* [Metin Bloğu]
T.C. YARGITAY
1.Hukuk Dairesi
Esas:
2013/19988
Karar: 2014/7420
Karar Tarihi: 09.04.2014
TAPU İPTALİ VE TESCİL DAVASI - GABİN
HUKUKSAL NEDENİ - GABİNİN SUBJEKTİF UNSURUNUN GERÇEKLEŞMEDİĞİ - DAVANIN REDDİNE
KARAR VERİLMESİ GEREKİRKEN KABULÜNÜN İSABETSİZ OLUŞU - HÜKMÜN BOZULMASI GEREĞİ
ÖZET: Dava, gabin (aşırı yararlanma)
hukuksal nedenine dayalı tapu iptali ve tescil isteğine ilişkindir. Somut
olayda; keşfen yapılan saptamaya göre, bedeller arasındaki aşırı fark nedeni
ile objektif unsurun gerçekleştiği açıktır.
Gabinin (aşırı yararlanma) subjektif unsuruna gelince; her ne kadar
davacı yaşlı ve tecrübesiz oluşundan yararlanıldığını ileri sürmüş ise de taşınmazı
davalıya satmadan kısa bir süre ince 10.000,00 TL bedelle satın almış iki buçuk
ay gibi kısa bir süre sonra 15.000.-TL bedelle satmıştır. Satış sırasında davacının
yalnız olmadığı, yanında kardeşi ve yeğeninin bulunduğu, bunun yanında davalının
sömürme kastı ile hareket ettiği iddiasının da kanıtlanamadığı dolayısı ile
gabinin subjektif unsurunun gerçekleşmediği açıktır.
(6098 S. K. m. 28) (818 S. K. m. 21)
Dava: Taraflar arasında görülen tapu
iptali ve tescil davası sonunda, yerel mahkemece davanın, kabulüne ilişkin
olarak verilen karar davalı tarafından yasal süre içerisinde temyiz edilmiş olmakla
dosya incelendi, Tetkik Hakimi Mehmet Dağlı'nın raporu okundu, açıklamaları
dinlendi, gereği görüşülüp düşünüldü;
Karar: Dava, gabin (aşırı yararlanma)
hukuksal nedenine dayalı tapu iptali ve tescil isteğine ilişkindir.
Mahkemece, davanın kabulüne karar
verilmiştir.
Çekişme konusu 20 parsel sayılı taşınmazı
davacının 18.11.2008 tarihinde 10.000,00 TL bedelle üçüncü kişiden satın aldığı,
2,5 ay sonra 15.000,00.-TL bedelle davalıya satış suretiyle temlik ettiği ve
taşınmazın akit tarihindeki gerçek değerinin 121.266,73.-TL olduğu sabittir.

* [Çıkarılan Malzeme]

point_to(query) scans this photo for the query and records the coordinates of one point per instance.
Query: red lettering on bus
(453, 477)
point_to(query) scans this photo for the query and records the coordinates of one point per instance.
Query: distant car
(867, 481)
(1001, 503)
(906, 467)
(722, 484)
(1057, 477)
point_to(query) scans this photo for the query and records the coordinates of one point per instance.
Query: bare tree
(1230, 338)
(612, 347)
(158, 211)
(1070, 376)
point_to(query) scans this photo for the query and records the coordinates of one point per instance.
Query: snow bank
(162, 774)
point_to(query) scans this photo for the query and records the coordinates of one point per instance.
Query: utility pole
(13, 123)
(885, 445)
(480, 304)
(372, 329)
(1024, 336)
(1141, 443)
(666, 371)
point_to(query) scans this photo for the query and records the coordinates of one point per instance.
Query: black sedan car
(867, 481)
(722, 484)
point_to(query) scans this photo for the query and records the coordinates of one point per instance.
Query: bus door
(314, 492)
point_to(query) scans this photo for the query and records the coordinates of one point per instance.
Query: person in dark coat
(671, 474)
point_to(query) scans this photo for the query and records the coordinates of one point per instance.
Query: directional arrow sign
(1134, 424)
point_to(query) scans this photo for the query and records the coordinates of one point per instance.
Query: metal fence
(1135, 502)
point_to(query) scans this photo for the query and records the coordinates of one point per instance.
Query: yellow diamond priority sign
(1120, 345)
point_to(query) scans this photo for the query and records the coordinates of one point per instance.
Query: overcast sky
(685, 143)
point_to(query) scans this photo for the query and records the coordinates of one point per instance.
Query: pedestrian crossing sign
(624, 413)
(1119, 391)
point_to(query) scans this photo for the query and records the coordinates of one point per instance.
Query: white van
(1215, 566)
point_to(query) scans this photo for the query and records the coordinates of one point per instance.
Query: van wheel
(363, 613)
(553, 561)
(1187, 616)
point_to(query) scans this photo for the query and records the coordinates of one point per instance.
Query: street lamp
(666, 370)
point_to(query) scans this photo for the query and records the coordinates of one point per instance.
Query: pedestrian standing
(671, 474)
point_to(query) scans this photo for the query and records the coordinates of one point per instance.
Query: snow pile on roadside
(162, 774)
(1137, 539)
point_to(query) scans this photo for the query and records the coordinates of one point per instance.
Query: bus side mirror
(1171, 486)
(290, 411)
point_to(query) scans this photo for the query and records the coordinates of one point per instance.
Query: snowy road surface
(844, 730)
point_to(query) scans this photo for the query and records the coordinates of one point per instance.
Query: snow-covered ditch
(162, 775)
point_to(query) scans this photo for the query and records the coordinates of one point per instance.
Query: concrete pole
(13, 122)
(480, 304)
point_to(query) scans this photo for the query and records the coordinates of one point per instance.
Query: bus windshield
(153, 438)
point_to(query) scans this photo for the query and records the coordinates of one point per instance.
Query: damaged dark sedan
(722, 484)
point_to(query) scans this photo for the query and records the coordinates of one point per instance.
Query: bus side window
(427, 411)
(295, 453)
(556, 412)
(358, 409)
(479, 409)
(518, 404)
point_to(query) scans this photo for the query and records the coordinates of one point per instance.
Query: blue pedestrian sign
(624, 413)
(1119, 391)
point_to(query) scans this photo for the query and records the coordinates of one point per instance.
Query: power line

* [Verilen Görev 1]
Yargıtay kararına göre şu soruları yanıtlayın:
(a) Davacı taşınmazı üçüncü kişiden hangi tarihte satın almıştır?
(b) Taşınmazın akit tarihindeki gerçek değeri ne kadardır?
(c) Raporu okunan tetkik hakimin adı nedir?
* [Verilen Görev 2]
Satırları düzenleyip yeniden yazın. İlk satırdan başlayın ve "(1135, 502)" geçen satırı da dahil ederek orada bitirin. Bu satırlarda "records" yerine "logs" yazın, geri kalan her şeyi olduğu gibi bırakın.
Metin ile satırlar arasında hiçbir bağlantı yoktur.

* [Doğru Sonuç 1]
(a) 18.11.2008
(b) 121.266,73 TL
(c) Mehmet Dağlı

* [Doğru Sonuç 2]
point_to(query) scans this photo for the query and logs the coordinates of one point per instance.
Query: red lettering on bus
(453, 477)
point_to(query) scans this photo for the query and logs the coordinates of one point per instance.
Query: distant car
(867, 481)
(1001, 503)
(906, 467)
(722, 484)
(1057, 477)
point_to(query) scans this photo for the query and logs the coordinates of one point per instance.
Query: bare tree
(1230, 338)
(612, 347)
(158, 211)
(1070, 376)
point_to(query) scans this photo for the query and logs the coordinates of one point per instance.
Query: snow bank
(162, 774)
point_to(query) scans this photo for the query and logs the coordinates of one point per instance.
Query: utility pole
(13, 123)
(885, 445)
(480, 304)
(372, 329)
(1024, 336)
(1141, 443)
(666, 371)
point_to(query) scans this photo for the query and logs the coordinates of one point per instance.
Query: black sedan car
(867, 481)
(722, 484)
point_to(query) scans this photo for the query and logs the coordinates of one point per instance.
Query: bus door
(314, 492)
point_to(query) scans this photo for the query and logs the coordinates of one point per instance.
Query: person in dark coat
(671, 474)
point_to(query) scans this photo for the query and logs the coordinates of one point per instance.
Query: directional arrow sign
(1134, 424)
point_to(query) scans this photo for the query and logs the coordinates of one point per instance.
Query: metal fence
(1135, 502)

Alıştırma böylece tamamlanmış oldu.